→ The problem
Update the entire listing below, changing every occurrence of "blue tarp" to "gray tarp" and leaving all other text as it is.

→ Supplied material
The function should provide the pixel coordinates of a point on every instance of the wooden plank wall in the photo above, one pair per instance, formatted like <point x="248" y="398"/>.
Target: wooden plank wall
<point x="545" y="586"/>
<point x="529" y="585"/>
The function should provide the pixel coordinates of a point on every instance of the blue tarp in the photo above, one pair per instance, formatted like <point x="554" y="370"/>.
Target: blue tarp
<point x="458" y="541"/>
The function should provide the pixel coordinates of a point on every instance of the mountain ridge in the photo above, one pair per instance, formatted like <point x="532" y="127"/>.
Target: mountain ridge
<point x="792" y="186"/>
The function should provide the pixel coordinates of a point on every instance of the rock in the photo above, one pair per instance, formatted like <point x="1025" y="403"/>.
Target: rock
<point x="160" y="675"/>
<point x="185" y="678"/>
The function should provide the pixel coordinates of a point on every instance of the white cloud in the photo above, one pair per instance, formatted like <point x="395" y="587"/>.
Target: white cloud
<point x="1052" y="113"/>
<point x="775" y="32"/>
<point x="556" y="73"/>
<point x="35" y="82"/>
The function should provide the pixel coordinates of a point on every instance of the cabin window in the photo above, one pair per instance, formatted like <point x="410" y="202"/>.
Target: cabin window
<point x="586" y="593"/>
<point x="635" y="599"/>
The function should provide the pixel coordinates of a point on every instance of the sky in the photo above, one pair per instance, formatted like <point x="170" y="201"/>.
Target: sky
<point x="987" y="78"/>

→ Completed task
The function should provide the pixel coordinates of a point on every instance of the wooden plank wall in the photo above, one pair per instance, formatted like <point x="248" y="398"/>.
Target: wooden plank wall
<point x="545" y="586"/>
<point x="529" y="585"/>
The function should provide the pixel coordinates of a point on every instance of the gray tarp in the photo above, one pair per instance, formatted like <point x="554" y="370"/>.
Target: gray tarp
<point x="458" y="541"/>
The function should provide the pixel coordinates of a point on every instance of the mountain ridge in the photo above, one pair per instance, formatted like <point x="532" y="127"/>.
Target: mountain ridge
<point x="792" y="186"/>
The function should provide the pixel coordinates of a point on every instance of the rock in the photo above, one pair per instance, formatted like <point x="1025" y="403"/>.
Target: rock
<point x="160" y="675"/>
<point x="185" y="678"/>
The function should provide the pixel coordinates of a point on every instance of the white cloud in the photo above, one pair per instance, formatted like <point x="395" y="587"/>.
Target: white cloud
<point x="1052" y="113"/>
<point x="775" y="32"/>
<point x="556" y="73"/>
<point x="35" y="82"/>
The function should provide the pixel coordinates of a point on every instance of the cabin window in the photo above, one pair per instance, formatted like <point x="410" y="202"/>.
Target: cabin window
<point x="586" y="593"/>
<point x="635" y="599"/>
The function should provide the pixel coordinates of a point on every instance of the sky in the photo above, one pair per instance, formatted like <point x="170" y="201"/>.
Target: sky
<point x="987" y="78"/>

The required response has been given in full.